10 января исполняется 140 лет со дня рождения Алексея Николаевича Толстого, автора исторического романа «Петр I», трилогии «Хождение по мукам» и сказки «Золотой ключик».
Почему Толстой сравнивал советскую литературу с акробатикой, чем привлекала аристократа Советская России и как «Пиноккио» начал говорить русскими жаргонизмами, рассказывает доцент кафедры теории и истории мировой литературы Института филологии, журналистики и межкультурной коммуникации Южного федерального университета Светлана Калашникова.
Аристократ в стране Советов
«Совесть меня зовет не лезть в подвал, а ехать в Россию и хоть гвоздик свой собственный, — но вколотить в истрепанный бурями русский корабль. По примеру Петра», — пишет в 1922 году Алексей Толстой в открытом письме Николаю Чайковскому, участнику Февральской революции, эмигрировавшему после победы большевиков. Так и случилось — уже в 1923 году Толстые всей семьей возвращаются на Родину – в Советскую Россию.
«Первая часть трилогии Толстого «Хождение по мукам», роман «Сестры», создавался ещё в эмиграции. Но этот текст, даже в первом его варианте, писался человеком, уже не настроенным однозначно враждебно по отношению к большевизму и революции. Хотя Толстой и признаётся, что «в эпоху великой борьбы белых и красных был на стороне белых и считал большевиков разорителями русского государства, причиной всех бед», но в ходе Гражданской войны он не простил поражения Белой армии, разочаровался и в ней, и в ее вождях, не увидев за ними исторического будущего и государственности. Знаменитое «Народ не с нами – народ против нас» (пьеса «Дни Турбиных») было не выдумкой Михаила Булгакова, а горьким прозрением тех, кто не сочувствовал революции, но разочаровался в её врагах. Алексея Толстого при этом подкупала растущая мощь Советской страны, нового государства — империи, которую он интуицией художника узрел издалека и к которой, по контрасту со слабостью эмиграции, потянулся всем сердцем, всем инстинктом», — рассказала Светлана Калашникова.

Сохранённые строки:
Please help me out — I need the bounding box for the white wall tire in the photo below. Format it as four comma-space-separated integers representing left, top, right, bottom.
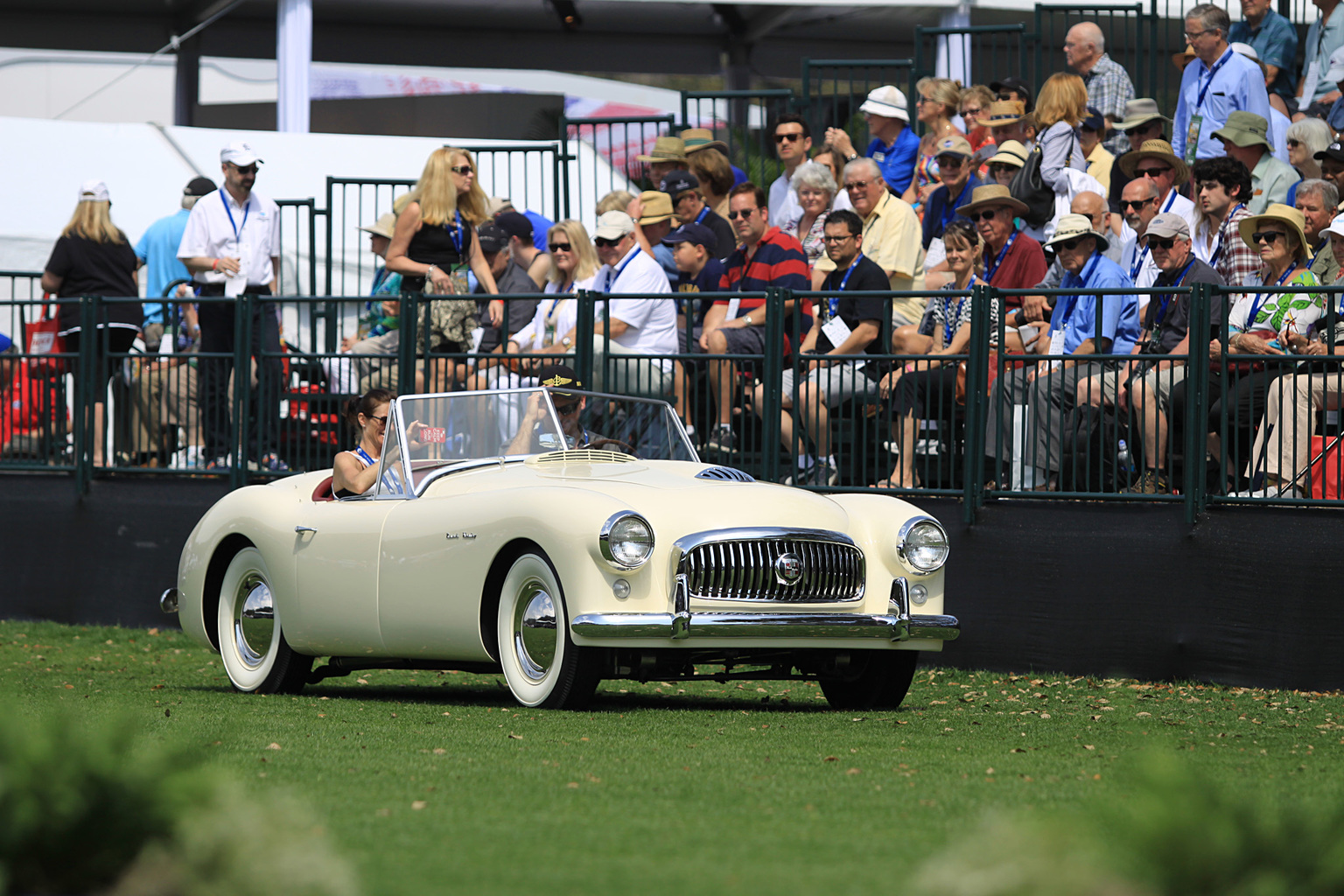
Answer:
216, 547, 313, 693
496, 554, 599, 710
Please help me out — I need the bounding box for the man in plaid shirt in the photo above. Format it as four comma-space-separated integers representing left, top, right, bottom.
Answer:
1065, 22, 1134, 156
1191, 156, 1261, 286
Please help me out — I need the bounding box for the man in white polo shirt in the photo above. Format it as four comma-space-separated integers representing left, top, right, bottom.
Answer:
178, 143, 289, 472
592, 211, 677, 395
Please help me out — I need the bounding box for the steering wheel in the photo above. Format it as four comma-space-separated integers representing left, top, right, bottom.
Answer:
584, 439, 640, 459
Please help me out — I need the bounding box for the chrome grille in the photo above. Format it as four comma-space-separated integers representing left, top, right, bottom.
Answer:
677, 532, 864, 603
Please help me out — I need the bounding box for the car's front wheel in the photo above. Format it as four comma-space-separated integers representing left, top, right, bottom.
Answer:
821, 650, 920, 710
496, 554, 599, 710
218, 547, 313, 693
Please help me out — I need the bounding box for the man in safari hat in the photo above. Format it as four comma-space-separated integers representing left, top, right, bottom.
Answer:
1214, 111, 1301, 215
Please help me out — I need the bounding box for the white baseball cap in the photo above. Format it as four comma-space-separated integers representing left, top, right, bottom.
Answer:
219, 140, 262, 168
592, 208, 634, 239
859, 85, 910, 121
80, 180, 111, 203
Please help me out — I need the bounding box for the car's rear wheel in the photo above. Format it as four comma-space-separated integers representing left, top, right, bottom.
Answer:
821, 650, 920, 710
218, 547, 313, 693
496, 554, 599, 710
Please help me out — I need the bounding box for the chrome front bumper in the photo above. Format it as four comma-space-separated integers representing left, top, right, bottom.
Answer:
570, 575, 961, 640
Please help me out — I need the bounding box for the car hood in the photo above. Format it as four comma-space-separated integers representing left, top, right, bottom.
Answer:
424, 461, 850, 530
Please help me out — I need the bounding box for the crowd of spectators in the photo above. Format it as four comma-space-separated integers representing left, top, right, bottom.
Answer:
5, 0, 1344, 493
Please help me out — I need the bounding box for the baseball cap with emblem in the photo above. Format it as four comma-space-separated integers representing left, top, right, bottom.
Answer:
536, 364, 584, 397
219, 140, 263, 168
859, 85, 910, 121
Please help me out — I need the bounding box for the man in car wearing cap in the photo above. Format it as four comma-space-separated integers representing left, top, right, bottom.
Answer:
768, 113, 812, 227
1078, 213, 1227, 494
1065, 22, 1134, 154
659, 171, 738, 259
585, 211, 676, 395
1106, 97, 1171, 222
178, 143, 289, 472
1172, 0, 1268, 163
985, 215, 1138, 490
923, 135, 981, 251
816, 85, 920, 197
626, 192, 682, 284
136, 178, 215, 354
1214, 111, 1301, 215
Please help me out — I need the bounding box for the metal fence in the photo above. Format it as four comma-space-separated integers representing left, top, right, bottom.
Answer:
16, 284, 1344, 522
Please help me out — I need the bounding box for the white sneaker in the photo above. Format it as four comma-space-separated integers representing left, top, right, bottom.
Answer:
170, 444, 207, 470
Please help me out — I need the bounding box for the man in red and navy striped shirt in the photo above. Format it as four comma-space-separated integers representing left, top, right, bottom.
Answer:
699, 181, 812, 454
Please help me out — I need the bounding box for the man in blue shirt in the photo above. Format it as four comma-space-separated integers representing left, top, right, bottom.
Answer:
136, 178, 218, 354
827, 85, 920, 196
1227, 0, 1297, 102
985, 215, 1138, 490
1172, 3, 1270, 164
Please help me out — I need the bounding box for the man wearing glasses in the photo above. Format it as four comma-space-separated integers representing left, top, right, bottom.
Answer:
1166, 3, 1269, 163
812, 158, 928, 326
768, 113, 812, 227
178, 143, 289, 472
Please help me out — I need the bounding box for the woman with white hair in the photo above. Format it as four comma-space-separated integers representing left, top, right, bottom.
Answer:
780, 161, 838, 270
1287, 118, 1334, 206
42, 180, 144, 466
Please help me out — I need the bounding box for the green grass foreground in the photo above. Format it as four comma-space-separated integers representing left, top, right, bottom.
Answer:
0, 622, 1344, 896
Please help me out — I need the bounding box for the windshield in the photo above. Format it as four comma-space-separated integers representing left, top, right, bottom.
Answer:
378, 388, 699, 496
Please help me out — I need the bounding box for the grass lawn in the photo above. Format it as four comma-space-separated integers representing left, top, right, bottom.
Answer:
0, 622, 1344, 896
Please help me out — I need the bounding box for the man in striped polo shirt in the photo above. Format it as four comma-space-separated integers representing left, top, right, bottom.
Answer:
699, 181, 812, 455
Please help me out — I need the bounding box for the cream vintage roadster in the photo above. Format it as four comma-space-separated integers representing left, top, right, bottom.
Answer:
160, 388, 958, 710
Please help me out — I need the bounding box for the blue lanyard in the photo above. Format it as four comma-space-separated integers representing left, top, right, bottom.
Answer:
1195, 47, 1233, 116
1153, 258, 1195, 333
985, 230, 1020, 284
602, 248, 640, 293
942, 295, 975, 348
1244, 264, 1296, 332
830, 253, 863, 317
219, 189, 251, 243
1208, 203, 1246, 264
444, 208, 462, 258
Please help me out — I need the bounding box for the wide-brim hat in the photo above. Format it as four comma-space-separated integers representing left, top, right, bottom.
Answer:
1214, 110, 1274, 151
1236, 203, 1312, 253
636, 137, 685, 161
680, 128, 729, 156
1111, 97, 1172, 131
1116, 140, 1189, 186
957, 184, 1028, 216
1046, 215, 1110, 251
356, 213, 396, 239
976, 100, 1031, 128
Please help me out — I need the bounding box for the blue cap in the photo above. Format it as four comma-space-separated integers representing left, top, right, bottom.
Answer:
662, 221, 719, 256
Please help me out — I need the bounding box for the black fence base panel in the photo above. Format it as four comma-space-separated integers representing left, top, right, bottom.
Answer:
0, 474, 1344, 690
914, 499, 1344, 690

Суть задания: В каком году, согласно тексту об Алексее Толстом, Толстые всей семьей вернулись в Советскую Россию?

Результат задания: В 1923 году.